Your instructions — Print every record below exactly as written.

(begin)

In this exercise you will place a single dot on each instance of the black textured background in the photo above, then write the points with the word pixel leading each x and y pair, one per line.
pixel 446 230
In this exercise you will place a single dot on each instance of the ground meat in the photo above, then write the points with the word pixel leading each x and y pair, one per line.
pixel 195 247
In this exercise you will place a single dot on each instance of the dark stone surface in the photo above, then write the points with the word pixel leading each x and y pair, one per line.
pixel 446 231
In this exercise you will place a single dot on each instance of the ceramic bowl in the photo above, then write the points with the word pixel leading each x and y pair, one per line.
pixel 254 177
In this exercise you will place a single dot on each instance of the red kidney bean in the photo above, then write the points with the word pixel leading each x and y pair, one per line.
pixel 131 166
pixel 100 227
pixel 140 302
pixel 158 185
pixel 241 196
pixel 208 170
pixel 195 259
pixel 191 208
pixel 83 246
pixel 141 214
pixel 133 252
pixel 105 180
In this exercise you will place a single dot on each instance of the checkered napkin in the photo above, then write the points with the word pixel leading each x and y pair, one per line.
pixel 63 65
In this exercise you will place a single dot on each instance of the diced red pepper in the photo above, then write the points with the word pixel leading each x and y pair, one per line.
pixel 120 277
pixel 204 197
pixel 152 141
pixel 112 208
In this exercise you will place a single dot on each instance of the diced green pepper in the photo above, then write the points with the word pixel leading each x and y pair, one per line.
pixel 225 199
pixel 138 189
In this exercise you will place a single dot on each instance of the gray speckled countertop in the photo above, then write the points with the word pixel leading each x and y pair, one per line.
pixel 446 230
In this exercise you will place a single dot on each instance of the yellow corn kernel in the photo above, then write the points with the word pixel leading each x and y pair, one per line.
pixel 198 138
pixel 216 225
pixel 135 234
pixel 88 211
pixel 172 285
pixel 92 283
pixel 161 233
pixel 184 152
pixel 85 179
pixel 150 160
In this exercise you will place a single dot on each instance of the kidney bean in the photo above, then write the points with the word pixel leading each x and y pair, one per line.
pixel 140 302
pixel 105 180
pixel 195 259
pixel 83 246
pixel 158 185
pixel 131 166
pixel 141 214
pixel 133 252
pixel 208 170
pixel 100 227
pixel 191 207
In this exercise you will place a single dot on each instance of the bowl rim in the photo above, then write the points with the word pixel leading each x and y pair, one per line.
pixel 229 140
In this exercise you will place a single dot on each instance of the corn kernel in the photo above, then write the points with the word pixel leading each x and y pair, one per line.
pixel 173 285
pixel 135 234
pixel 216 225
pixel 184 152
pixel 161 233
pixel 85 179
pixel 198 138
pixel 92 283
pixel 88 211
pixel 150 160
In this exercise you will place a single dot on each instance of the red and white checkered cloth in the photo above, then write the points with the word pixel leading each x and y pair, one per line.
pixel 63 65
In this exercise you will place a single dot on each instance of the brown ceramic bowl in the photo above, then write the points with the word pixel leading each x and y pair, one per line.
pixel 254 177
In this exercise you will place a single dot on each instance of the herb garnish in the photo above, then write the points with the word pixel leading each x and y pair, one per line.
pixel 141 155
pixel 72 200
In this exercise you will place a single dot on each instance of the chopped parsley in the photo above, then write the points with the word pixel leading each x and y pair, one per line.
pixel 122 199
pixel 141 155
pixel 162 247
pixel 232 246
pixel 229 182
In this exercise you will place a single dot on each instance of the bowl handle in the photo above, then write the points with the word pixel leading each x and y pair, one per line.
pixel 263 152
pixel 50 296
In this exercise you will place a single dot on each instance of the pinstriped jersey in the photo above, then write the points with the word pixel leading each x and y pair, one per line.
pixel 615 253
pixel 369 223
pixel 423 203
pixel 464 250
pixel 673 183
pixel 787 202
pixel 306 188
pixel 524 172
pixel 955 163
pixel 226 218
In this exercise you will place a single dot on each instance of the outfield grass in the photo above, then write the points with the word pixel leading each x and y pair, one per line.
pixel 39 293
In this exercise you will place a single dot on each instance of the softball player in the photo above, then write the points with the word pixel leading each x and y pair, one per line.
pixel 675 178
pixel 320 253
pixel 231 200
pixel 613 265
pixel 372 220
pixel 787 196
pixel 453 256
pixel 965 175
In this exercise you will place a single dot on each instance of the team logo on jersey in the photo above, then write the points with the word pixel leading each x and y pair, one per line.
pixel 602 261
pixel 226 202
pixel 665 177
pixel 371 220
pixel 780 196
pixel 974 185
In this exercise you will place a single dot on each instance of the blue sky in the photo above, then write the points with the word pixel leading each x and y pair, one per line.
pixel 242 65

(end)

The solution —
In this exercise you will place a single dot on each instance of the black textured background in the photo above, then write the points with the word pixel leading each x and y pair, one per line.
pixel 446 230
In this exercise you will place a single dot on each instance of the ground meat in the photo above, then write the points with the word pixel leading each x and y pair, one per line.
pixel 195 247
In this exercise you will place a single dot on each instance of the dark stone surface in the photo above, then write the points with the word pixel leading each x and y pair, one per line.
pixel 446 231
In this exercise you will place a single dot on each instance of the ceramic bowl in the photo above, then write the points with the word pixel leading each x and y pair, one per line.
pixel 254 177
In this exercise you will place a single dot on each instance of the red kidney bean in the photo above, then write the points with the word pixel leading each x and y pair, one per line.
pixel 131 166
pixel 100 227
pixel 140 302
pixel 158 185
pixel 241 196
pixel 208 170
pixel 195 259
pixel 191 208
pixel 83 246
pixel 141 214
pixel 133 252
pixel 105 180
In this exercise you will place a single dot on each instance of the checkered napkin in the photo above, then write the points with the word pixel leading each x and y pair, one per line.
pixel 63 65
In this exercise you will place a single dot on each instance of the diced red pepper in the photo above, then write the points with the word pixel leading each x and y pair, one per line.
pixel 120 277
pixel 204 197
pixel 152 141
pixel 112 208
In this exercise you will place a single dot on each instance of the diced green pepper in the photo above, then write the points with the word pixel leading each x and y pair, one per line.
pixel 225 199
pixel 138 189
In this exercise you will place a single dot on each instance of the gray speckled countertop in the photo above, then write the points with the word pixel leading each x and y pair, one per line.
pixel 446 230
In this exercise you will place a single dot on each instance of the yellow corn kernel in the photo above, then write the points with the word pixel leading each x and y pair, one per line.
pixel 198 138
pixel 216 225
pixel 135 234
pixel 88 211
pixel 172 285
pixel 92 283
pixel 161 233
pixel 184 152
pixel 85 179
pixel 150 160
In this exercise you will place a single dot on each instance of the kidney bean in the photo above, then write the points with the word pixel leading each x and y pair, one per line.
pixel 140 302
pixel 105 180
pixel 195 259
pixel 83 246
pixel 158 185
pixel 131 166
pixel 141 214
pixel 133 252
pixel 208 170
pixel 100 227
pixel 191 207
In this exercise you will place a single dot on each instance of the bowl rim in the photo above, then write the points with the word pixel leading each x and y pair, one per line.
pixel 229 140
In this exercise you will place a single dot on each instance of the corn kernel in the photo above, then write the points with the word pixel leading each x and y pair, one per line.
pixel 173 285
pixel 135 234
pixel 216 225
pixel 184 152
pixel 161 233
pixel 85 179
pixel 198 138
pixel 92 283
pixel 88 211
pixel 150 160
In this exercise you will place a single dot on each instance of the red and white checkered cloth in the photo above, then write the points with the word pixel leading each x and y pair, one per line.
pixel 63 65
In this exercise you will place a single dot on each instance of the brown ceramic bowl in the photo above, then write the points with the word pixel leading each x and y pair, one per line.
pixel 254 177
In this exercise you will place a single dot on each instance of the herb garnish in the photo above, then write the points with the word pixel leading each x and y pair, one per line.
pixel 141 155
pixel 72 200
In this exercise you will place a single dot on each instance of the chopped parsley in the photo above, then write the points with the word pixel leading each x and y pair, one per line.
pixel 122 199
pixel 141 155
pixel 162 247
pixel 232 246
pixel 229 182
In this exercise you will place a single dot on each instance of the bowl handle in the photo above, then write the points with the word pixel leading each x and y pair, one per line.
pixel 263 152
pixel 50 296
In this exercise you will place a single dot on each instance of the pinstriped jersey in the photo above, then write the points with the word pixel leading each x and y pair, one per line.
pixel 615 253
pixel 369 223
pixel 423 203
pixel 464 250
pixel 673 183
pixel 787 202
pixel 306 188
pixel 524 172
pixel 955 163
pixel 226 218
In this exercise you will place a single dot on each instance of the outfield grass in the photo above, then write the points with the word pixel leading each x and y pair, one per line.
pixel 39 293
In this exercise you will place a single dot on each instance of the softball player in the photo above, then write the points with the word pixel leading each x and y pair, one per line.
pixel 675 178
pixel 320 253
pixel 231 200
pixel 613 265
pixel 372 220
pixel 787 196
pixel 453 256
pixel 965 175
In this exercise you will place a single dot on each instance of the team logo on jersey in the photo above, then write the points with the word pixel leading each x and y pair, one per line.
pixel 602 261
pixel 226 202
pixel 665 177
pixel 371 220
pixel 780 196
pixel 974 185
In this exercise you will place a single dot on each instance of the blue sky in the photo above, then write the points with the word pixel leading each x and y pair, one per line.
pixel 242 65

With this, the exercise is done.